- [TASK GOAL]
Answer these questions from the text about Beetle Queen Conquers Tokyo:
1. What price did the film's press release give for the rainbow beetle?
2. What do the young bug enthusiasts call their pet horn beetles?
3. What does the film connect dragonflies to?

- [TEXT]
──────
When I learned of Beetle Queen Conquers Tokyo, a documentary on the profitable Japanese subculture and love of insect collecting, my inner capitalist gave a high five to my slouching indie purist. A press release for the film highlighted a $57 rainbow beetle, the film’s website teased the recent $90,000 sale of a single specimen. Those nuts. I envisioned the film as an educational PBS special. Lots of well narrated close-ups on creepy-crawlies inside plastic containers, stacked high and labeled brightly, in bustling specialty shops. And the film begins like so.

At start, we see a young Japanese boy in a shop captivated by a “Kokasasu beetle!” and he shouts “Oh…I want it!” A hovering guardian suggests he’s likely short on cash. He counts his change, eventually settling on a beetle $10 cheaper. Later we see a group of young Japanese bug enthusiasts at home, referring to their hefty pet horn beetles as “kids” and dropping them into a “cage” to battle. Satisfied for a moment, they quickly stomp upstairs to examine more “kids,” and bypass the family dog. The dog looks bewildered. Outdated. But cute market-centric scenes like these make up only a small part of the film. Unexpectedly meditative and adorably hypnotic, Beetle Queen aspires to link the broad presence of bugs in Japanese culture from their role in popular video games to ancient religion; connecting fireflies to symbols of unrequited romance, dragonflies to symbols of the samurai.
──────
- [PROVIDED DATA]
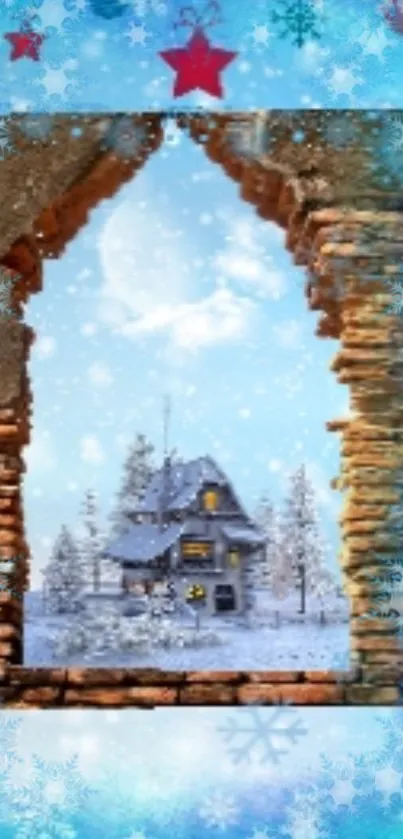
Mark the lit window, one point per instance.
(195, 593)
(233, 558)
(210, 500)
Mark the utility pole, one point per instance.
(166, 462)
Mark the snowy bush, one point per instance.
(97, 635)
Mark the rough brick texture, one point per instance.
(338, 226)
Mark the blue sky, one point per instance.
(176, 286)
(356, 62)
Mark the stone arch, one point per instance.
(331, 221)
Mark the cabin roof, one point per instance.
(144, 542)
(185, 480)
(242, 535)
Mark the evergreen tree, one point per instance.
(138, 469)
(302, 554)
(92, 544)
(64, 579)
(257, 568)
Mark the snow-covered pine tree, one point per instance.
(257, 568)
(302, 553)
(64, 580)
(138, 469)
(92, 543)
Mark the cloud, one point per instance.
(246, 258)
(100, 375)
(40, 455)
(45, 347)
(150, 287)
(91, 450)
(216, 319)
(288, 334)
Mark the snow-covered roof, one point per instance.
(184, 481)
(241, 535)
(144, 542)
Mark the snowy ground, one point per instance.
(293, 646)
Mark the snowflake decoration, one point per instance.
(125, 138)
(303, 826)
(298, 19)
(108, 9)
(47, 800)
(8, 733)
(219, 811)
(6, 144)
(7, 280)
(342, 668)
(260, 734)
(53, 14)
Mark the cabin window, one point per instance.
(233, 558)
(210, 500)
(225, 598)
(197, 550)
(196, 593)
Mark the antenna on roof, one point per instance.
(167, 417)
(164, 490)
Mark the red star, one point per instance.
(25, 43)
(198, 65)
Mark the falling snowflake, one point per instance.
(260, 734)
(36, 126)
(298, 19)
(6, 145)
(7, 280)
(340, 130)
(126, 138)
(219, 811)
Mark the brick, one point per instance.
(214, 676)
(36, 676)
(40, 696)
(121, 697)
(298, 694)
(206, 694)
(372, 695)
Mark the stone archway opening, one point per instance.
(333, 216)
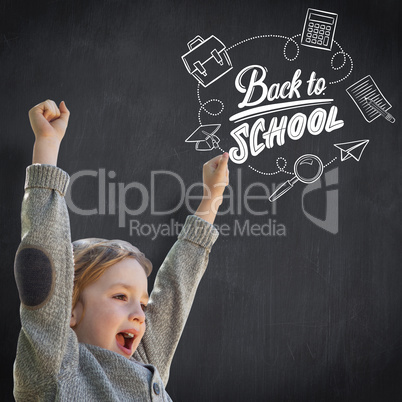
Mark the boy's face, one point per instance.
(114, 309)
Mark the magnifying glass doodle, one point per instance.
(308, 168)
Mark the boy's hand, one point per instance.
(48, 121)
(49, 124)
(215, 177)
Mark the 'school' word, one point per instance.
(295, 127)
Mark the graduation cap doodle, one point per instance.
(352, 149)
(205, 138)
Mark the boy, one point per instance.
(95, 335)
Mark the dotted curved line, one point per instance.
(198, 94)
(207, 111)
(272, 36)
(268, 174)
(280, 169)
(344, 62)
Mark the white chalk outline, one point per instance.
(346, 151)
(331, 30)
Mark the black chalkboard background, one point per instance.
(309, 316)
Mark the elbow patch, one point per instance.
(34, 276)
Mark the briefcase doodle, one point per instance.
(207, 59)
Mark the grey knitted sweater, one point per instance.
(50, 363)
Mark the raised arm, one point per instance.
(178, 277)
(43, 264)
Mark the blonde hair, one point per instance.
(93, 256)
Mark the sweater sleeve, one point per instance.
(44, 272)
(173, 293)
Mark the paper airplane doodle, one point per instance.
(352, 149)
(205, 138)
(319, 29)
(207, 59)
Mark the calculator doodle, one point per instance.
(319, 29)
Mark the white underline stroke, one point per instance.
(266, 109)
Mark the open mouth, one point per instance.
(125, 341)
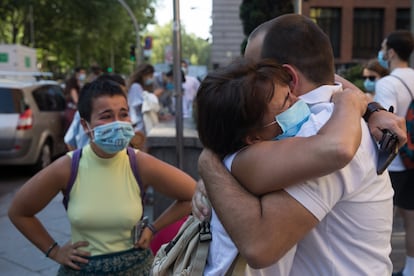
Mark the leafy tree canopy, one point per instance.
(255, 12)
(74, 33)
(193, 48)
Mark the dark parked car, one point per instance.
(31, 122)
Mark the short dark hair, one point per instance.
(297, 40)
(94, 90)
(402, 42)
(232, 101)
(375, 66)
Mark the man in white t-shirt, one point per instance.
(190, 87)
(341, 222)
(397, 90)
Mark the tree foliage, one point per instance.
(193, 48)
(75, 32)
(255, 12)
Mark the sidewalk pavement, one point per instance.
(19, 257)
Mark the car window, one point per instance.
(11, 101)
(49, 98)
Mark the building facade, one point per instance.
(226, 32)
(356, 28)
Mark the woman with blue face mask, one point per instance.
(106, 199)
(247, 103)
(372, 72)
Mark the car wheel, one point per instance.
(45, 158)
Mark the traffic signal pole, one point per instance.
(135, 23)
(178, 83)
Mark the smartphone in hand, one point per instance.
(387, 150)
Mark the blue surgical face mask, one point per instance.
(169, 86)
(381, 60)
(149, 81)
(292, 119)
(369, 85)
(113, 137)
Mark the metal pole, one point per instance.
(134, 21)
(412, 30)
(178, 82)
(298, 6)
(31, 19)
──────
- [TASK RESULT]
1. $57
2. "Kids"
3. Symbols of the samurai